Exercise brief | Reproduce every line of the entries below word for word, with no changes.

+-------+

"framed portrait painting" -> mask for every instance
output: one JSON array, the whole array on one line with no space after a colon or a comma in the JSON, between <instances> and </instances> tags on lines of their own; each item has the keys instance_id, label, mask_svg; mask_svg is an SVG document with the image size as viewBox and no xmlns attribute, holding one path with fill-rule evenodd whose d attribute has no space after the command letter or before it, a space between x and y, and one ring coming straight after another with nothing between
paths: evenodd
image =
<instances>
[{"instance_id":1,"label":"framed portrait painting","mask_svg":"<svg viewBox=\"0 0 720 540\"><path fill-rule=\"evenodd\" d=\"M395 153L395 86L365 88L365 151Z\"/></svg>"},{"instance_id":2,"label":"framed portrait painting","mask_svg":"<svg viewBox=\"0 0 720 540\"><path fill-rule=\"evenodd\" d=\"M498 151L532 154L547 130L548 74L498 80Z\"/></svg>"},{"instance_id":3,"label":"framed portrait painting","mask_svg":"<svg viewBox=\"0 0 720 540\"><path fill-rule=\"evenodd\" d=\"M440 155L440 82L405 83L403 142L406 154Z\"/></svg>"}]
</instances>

+-------+

Written response |
"framed portrait painting" -> mask for every instance
output: one JSON array, the whole array on one line with no space after a colon or a comma in the JSON, between <instances> and </instances> tags on lines of their own; each item has the keys instance_id, label, mask_svg; mask_svg is an SVG document with the image size as viewBox and no xmlns attribute, holding one path with fill-rule evenodd whose d attribute has no space after the command letter or before it, a space between x and y, and one ring coming straight after another with nothing between
paths: evenodd
image =
<instances>
[{"instance_id":1,"label":"framed portrait painting","mask_svg":"<svg viewBox=\"0 0 720 540\"><path fill-rule=\"evenodd\" d=\"M395 153L395 86L365 88L365 151Z\"/></svg>"},{"instance_id":2,"label":"framed portrait painting","mask_svg":"<svg viewBox=\"0 0 720 540\"><path fill-rule=\"evenodd\" d=\"M498 151L532 154L547 130L548 74L498 80Z\"/></svg>"},{"instance_id":3,"label":"framed portrait painting","mask_svg":"<svg viewBox=\"0 0 720 540\"><path fill-rule=\"evenodd\" d=\"M440 155L440 82L405 83L403 142L406 154Z\"/></svg>"}]
</instances>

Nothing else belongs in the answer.